• _EXERCISE DIRECTIONS_
Find the lines in the listing below that include the word "snow", and report how many there are, with nothing more.

------ SUPPLIED RECORDS

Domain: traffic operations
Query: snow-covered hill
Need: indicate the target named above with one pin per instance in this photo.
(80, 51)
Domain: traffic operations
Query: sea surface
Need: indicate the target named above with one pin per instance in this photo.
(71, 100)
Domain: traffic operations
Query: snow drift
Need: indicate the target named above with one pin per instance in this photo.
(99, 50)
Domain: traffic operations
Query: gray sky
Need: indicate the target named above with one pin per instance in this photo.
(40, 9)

------------

• _WRITTEN REPLY_
2